**What you are asked to do:**
Copy out the listing below, keeping every character as is.

**Recorded information:**
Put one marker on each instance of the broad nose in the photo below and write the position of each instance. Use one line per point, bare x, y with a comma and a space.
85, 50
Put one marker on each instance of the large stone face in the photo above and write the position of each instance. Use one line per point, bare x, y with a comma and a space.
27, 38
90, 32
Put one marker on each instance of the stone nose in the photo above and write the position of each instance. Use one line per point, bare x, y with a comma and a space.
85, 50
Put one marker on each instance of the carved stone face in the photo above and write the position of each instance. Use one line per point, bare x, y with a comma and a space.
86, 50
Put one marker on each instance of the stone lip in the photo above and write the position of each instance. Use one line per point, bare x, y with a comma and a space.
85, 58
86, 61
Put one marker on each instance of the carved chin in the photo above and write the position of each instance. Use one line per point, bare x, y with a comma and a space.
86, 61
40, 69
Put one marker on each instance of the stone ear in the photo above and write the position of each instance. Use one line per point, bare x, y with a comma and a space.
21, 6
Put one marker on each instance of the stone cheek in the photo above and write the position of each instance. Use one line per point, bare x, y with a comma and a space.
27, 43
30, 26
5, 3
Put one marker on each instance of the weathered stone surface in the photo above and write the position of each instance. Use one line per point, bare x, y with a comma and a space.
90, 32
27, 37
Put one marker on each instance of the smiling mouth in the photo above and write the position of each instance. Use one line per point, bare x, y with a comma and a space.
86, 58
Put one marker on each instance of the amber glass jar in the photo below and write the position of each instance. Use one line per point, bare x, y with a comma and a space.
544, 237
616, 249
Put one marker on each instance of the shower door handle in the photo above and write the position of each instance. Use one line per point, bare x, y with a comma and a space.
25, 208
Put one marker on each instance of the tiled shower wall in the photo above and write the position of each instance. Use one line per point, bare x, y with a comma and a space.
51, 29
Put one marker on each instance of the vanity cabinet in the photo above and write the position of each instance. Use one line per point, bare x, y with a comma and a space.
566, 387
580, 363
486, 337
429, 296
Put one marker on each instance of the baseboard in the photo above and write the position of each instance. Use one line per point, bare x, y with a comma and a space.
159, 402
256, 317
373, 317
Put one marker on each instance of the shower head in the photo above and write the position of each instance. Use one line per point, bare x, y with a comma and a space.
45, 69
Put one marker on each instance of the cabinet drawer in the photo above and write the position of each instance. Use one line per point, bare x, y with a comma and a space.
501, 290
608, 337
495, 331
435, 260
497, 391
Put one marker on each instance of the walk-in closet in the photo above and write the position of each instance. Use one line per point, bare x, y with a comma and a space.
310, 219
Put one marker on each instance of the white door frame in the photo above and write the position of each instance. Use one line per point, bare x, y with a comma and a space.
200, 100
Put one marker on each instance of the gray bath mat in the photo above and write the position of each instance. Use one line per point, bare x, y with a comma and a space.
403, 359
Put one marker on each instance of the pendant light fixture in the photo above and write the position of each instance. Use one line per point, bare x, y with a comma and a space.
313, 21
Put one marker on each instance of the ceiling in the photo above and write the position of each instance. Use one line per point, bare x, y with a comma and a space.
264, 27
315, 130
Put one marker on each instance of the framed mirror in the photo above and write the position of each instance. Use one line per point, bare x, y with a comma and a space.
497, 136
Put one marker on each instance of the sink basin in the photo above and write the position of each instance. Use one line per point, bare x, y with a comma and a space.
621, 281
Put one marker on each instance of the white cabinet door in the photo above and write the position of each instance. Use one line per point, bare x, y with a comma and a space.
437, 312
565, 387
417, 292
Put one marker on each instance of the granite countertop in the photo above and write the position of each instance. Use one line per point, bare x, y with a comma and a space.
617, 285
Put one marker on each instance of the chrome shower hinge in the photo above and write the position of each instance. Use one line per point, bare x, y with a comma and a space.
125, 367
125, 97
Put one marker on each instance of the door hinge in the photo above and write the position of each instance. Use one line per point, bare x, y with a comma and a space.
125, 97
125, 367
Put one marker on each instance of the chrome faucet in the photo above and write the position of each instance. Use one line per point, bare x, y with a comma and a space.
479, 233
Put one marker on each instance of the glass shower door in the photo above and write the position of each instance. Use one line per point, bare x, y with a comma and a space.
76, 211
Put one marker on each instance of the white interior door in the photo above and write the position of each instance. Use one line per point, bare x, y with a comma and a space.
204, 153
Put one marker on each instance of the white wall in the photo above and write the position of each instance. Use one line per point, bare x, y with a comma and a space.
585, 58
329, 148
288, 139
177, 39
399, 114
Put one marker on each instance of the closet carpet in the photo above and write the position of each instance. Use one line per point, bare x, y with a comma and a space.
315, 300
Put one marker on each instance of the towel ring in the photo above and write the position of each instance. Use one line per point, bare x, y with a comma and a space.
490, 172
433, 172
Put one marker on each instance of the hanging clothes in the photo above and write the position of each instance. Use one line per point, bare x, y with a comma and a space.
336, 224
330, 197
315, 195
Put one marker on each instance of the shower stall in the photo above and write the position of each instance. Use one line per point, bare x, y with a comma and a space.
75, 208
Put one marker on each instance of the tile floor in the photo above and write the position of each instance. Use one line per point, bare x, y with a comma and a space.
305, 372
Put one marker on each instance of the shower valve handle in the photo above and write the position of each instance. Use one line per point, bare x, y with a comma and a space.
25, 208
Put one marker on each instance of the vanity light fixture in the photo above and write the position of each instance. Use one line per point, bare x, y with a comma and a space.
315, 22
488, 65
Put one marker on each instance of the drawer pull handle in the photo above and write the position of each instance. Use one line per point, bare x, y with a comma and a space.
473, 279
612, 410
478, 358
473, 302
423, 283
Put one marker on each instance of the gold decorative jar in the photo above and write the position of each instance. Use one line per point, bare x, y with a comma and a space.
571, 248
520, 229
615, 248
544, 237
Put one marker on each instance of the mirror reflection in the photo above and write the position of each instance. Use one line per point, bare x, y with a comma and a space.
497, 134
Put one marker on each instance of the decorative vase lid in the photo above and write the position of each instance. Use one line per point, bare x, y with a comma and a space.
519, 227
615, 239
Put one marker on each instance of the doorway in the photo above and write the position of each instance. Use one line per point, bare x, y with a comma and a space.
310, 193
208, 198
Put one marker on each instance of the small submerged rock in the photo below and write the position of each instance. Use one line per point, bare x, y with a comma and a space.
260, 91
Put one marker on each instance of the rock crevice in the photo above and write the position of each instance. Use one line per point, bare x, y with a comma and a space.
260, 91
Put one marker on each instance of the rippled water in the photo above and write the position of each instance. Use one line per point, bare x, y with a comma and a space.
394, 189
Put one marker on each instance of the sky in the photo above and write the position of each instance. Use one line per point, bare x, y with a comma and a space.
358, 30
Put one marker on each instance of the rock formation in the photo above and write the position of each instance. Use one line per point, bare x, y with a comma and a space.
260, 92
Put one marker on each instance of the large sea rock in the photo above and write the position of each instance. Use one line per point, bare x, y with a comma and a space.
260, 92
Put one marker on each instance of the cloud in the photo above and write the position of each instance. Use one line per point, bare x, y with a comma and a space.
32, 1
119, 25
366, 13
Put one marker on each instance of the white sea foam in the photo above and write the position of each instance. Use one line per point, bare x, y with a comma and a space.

**Answer space:**
Put one marker on each instance of the broad nose in the photo below and write the position of each instance. Use one line per point, bare x, y with a comma and a space.
85, 50
Put one marker on each instance of the large stone face in the photo above and write the position of each instance. Use one line per point, bare x, y with a comma and a space.
27, 38
90, 32
Put one marker on each instance of the stone nose in the photo above and write the position of each instance. Use one line per point, bare x, y with a comma and a space.
85, 50
Put one marker on each instance of the carved stone face in the photo above and write the position of each instance. Use one line per point, bare x, y with a comma and a space.
86, 50
Put one marker on each instance of the stone lip in the photo above and write the position of each instance. Use one line per point, bare x, y with a comma and a space.
85, 58
86, 61
Put one marker on each instance of the carved chin in the photo above and write the position of each instance. Use one line per point, bare x, y with a comma and a space.
86, 61
40, 69
Put one marker on each instance of the stone ear in the photo above and write the position of each instance. Use one line per point, bare x, y with a comma and a space.
21, 6
Put one marker on each instance of the stone cheek in the photo above and write the position of each instance. Use one line per point, bare x, y with a comma and a space.
27, 43
30, 26
5, 3
Put one marker on each instance of the weathered stone surface in the photo above and write the position of each instance. Use one line per point, bare x, y with a comma and a space.
90, 32
27, 37
Put one marker on each instance of the smiling mouth in the photo above and write the position of each instance. Use one line per point, bare x, y with a comma and a space.
86, 58
Put one marker on each instance of the amber glass jar in the photo below and write the position of each instance. Use one line per point, bare x, y with a comma and a space.
544, 237
616, 249
Put one marker on each instance of the shower door handle in the photo above and write the position of each instance. Use one line per point, bare x, y with a comma and a space.
25, 208
Put one marker on each instance of the tiled shower wall in the photo above and write the position of each instance. Use one line per point, bare x, y with a comma and a space.
51, 29
Put one marker on each instance of the vanity cabinet in the photo above and write the position of each instance. Use one line per point, bare x, y with a comma and a space.
566, 387
580, 363
486, 337
429, 296
Put one marker on each instance of the baseboard in the photo above and write the position of each instance. Use one line per point, bare x, y with a comma and a space.
159, 402
256, 317
373, 317
Put one marker on each instance of the shower head in the photo above and write the position of each instance. Use one line per point, bare x, y with a comma and a space.
45, 69
Put one marker on each instance of the cabinet drawer in the photo above and write the position of each instance. Use one line per point, bare x, y with a comma and a space.
501, 290
608, 337
495, 331
435, 260
497, 391
Put one marker on each instance of the walk-in closet in the photo above and write the position of each instance. Use one line per point, bare x, y with a comma and a space.
310, 219
Put one marker on each instance of the white door frame in the photo above and write the position of each instance. Use one line per point, bare x, y with a comma and a space.
200, 100
Put one marker on each instance of the gray bath mat in the photo above and write the position of each instance. Use one line per point, bare x, y with a comma and a space.
403, 359
Put one marker on each instance of the pendant light fixture in the photo above and write the position of each instance. Use one line per point, bare x, y with a comma and a space.
313, 21
Put one marker on each instance of the ceiling in the photo above and write the position of each instance. Use one line per point, bare x, y with a comma and a space.
264, 27
315, 130
Put one marker on each instance of the framed mirror in the photo above and write the position of each instance. Use one line per point, bare x, y with a comma and a space.
497, 136
Put one marker on each instance of the sink basin in the photo above and write the position of each instance. Use one line per point, bare x, y with a comma and a space.
621, 281
Put one marker on each instance of the white cabinet door in the photo above and write the position of each instance. Use one line per point, bare x, y with a comma and a space.
437, 312
565, 387
417, 292
Put one marker on each instance of the granite countertop in the photo above and write the position of each instance. Use one line per point, bare x, y with a comma and a space.
617, 285
Put one marker on each instance of the chrome shower hinge in the photo above and write the position of each instance. Use one line per point, bare x, y with a comma and a space.
125, 367
125, 97
Put one marker on each instance of the door hinge in the photo above and write the position of each instance. Use one line per point, bare x, y with a comma and a space.
125, 97
125, 367
Put one marker on each instance of the chrome faucet in the photo above and write the position of each instance. Use one line per point, bare x, y with a comma and a space.
479, 233
Put one marker on each instance of the glass shower door in the photo above and write the position of each instance. Use one line per point, bare x, y with a comma and a space.
76, 211
Put one marker on each instance of the white interior door in the photo above and write the position of each instance. Use one line per point, bare x, y with a comma and a space.
204, 153
Put one marker on each instance of the white wall in the photo above and write the position of each instance. Use one line per point, bare x, y with a comma and a space.
585, 58
329, 148
288, 139
177, 39
399, 114
Put one marker on each instance of the closet carpet in the photo above and write the position of each instance. Use one line per point, bare x, y with a comma and a space.
315, 300
Put one marker on each instance of the towel ring in the photo above and write the position of each instance. Use one line per point, bare x, y with a comma and a space.
490, 172
433, 172
Put one marker on each instance of the hanging clothes in the photo above and write the position of each instance. Use one line per point, bare x, y with a comma and a space.
336, 224
330, 197
315, 195
Put one marker on each instance of the shower stall in the photo above and write the position of each instance. Use one line per point, bare x, y with a comma and a space.
75, 208
Put one marker on each instance of the tile floor in the photo above and write the position of each instance. Use one line per point, bare x, y with a comma and a space.
305, 372
Put one marker on each instance of the shower valve handle in the photo above and write the position of each instance. Use one line per point, bare x, y with a comma and a space.
25, 208
Put one marker on each instance of the vanity light fixture in the photo above and write the position of each instance. Use one line per point, bare x, y with a comma and a space.
315, 22
488, 65
Put one marker on each instance of the drawer pull handle in the photo above and write the position of each instance. Use one line per point, bare x, y with a comma and a space.
473, 279
612, 410
478, 358
473, 302
423, 283
Put one marker on each instance of the gold decorative jar in the photo above and write the position of each instance. Use one line per point, bare x, y with a comma and a space.
571, 248
520, 229
615, 248
544, 237
Put one marker on each instance of the mirror reflection in the photo above and write the position of each instance. Use one line per point, bare x, y with a comma and a space.
497, 134
Put one marker on each instance of the decorative vase lid in the photo above and write the position of each instance. Use one line per point, bare x, y with a comma and a space.
519, 227
615, 239
Put one marker on each instance of the doorway in the photo above and write the position of each instance. Use one line per point, bare x, y with a comma and a space.
310, 193
208, 198
Put one marker on each instance of the small submerged rock in the photo below and write the position of each instance. Use one line per point, bare x, y with a comma and a space.
260, 91
Put one marker on each instance of the rock crevice in the photo above and write the position of each instance. Use one line per point, bare x, y with a comma and a space.
260, 91
Put one marker on each instance of the rippled water in the photo above and write the position of each instance. Use one line per point, bare x, y with a comma and a space.
394, 189
Put one marker on each instance of the sky in the photo above and write the position of each instance. Use one line per point, bare x, y with a comma and a space.
358, 30
Put one marker on each instance of the rock formation in the photo above and write the position of each instance. Use one line per point, bare x, y with a comma and a space.
260, 92
Put one marker on each instance of the large sea rock in the photo above and write the position of each instance. Use one line per point, bare x, y with a comma and a space.
260, 92
Put one marker on each instance of the cloud in the photo above and write the position of each instance. Use one line per point, bare x, y with a comma and a space.
32, 1
119, 25
366, 13
Put one marker on each instance of the white sea foam in the photo above and write the position of each instance. Use one line per point, bare x, y with a comma and a space.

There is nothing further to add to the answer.